EXERCISES »
**A.** Using the passage on statues and anti-apartheid naming in Scotland, decide whether each statement agrees with it: (i) Glasgow District Council renamed St George's Place as Nelson Mandela Place in 1986; (ii) the Edinburgh statue in Festival Square was later taken down; (iii) the statue of Henry Dundas has been pulled down. For each, answer yes or no and quote the words of the passage that decide it.
**B.** According to the passage on statues and anti-apartheid naming in Scotland, what did the South African consulate in Glasgow open so that Mandela's name would not appear in its address?

BLACK Lives Matter protesters in Bristol made global headlines when they toppled the statue of slave trader Edward Colston and cast it dramatically into the harbour. Amid worldwide protests sparked by the killing of George Floyd in Minneapolis, campaigners in the UK have revived debates around our use of public spaces to memorialise historical figures involved in the slave trade and who held racist views.

In Scotland, the statue of notorious 18th-century politician Henry Dundas, who delayed efforts to abolish the slave trade, has not been pulled down – he is a bit more difficult to reach than Colston. But Edinburgh City Council, after years of delay, has finally agreed to install a plaque commemorating the half-a-million Africans enslaved as a result of his actions. There have also been renewed calls in Glasgow to change the names of streets which link to slavery and imperialism.

Statues and street names which honour slave owners are products of the 19th-century enthusiasm for using urban spaces to celebrate renowned public figures, usually wealthy elites. The Rhodes Must Fall in Oxford campaign, which calls for Oxford University’s statue of imperialist Cecil Rhodes to be removed, argues that statues “are a means through which communities express their values”.

This was true of the statues erected in the 19th century. But if we decide the values we wish to express have changed, our public spaces should also change to reflect that.

This process isn’t new. In the 1980s, anti-apartheid activists across Scotland campaigned for streets and buildings to be given names which expressed opposition to the racist white-minority regime in South Africa. Although monuments to slavers were not explicitly targeted, anti-apartheid campaigners understood the power of public spaces as forums for amplifying a message of solidarity with South Africans oppressed by apartheid.

In 1986, Glasgow District Council renamed St George’s Place in the city centre Nelson Mandela Place. As the site of the South African consulate, this was intended to send a direct message to the South African government from the city of Glasgow. The consulate was forced to open a PO box so that the name of South Africa’s most well-known liberation figure would not adorn their address.

Edinburgh District Council made its own statement of solidarity by commissioning a statue. Originally intended to honour “the South African Freedom Fighters”, this was later moderated to the somewhat less militant image of an anonymous South African woman and child with a plaque honouring “all those killed and imprisoned for taking a stand against apartheid”. The statue was put up in July 1986 in Festival Square, where it remains to this day.

A number of buildings across Scotland were renamed to express solidarity with the anti-apartheid cause, as well. Students’ unions took the lead on this, with Edinburgh University Students Association renaming the Potterow Student Centre to the Potterow Mandela Centre. Individual rooms were also used to reflect an anti-apartheid message – Edinburgh District Council decided in 1984 to name

a committee room the Nelson Mandela Room.

Like the campaigns we see today, these efforts were often met with opposition. Conservative councillors, many of whom regarded Mandela as a terrorist, regularly voted against these attempts to rename urban spaces or confer honours upon him.

EXCERPTED DATA »
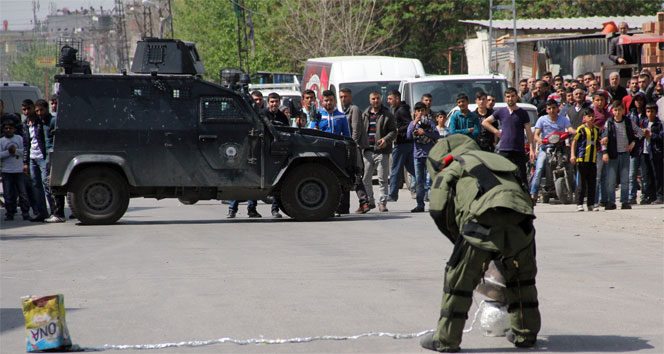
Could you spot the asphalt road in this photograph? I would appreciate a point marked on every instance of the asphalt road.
(170, 273)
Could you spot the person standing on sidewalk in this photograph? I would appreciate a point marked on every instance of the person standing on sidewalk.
(402, 153)
(422, 130)
(381, 131)
(357, 133)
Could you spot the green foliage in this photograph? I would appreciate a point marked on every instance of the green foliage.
(288, 32)
(580, 8)
(25, 69)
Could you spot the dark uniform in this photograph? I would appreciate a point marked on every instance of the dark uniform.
(478, 203)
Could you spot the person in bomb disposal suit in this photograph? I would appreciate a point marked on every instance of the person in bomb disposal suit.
(477, 201)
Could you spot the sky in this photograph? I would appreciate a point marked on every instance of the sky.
(20, 16)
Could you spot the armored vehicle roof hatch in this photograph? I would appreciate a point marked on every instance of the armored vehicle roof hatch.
(166, 56)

ANSWERS BY TASK »
**A.**
(i) Yes: "In 1986, Glasgow District Council renamed St George’s Place in the city centre Nelson Mandela Place."
(ii) No: "The statue was put up in July 1986 in Festival Square, where it remains to this day."
(iii) No: "the statue of notorious 18th-century politician Henry Dundas, who delayed efforts to abolish the slave trade, has not been pulled down"

**B.** A PO box.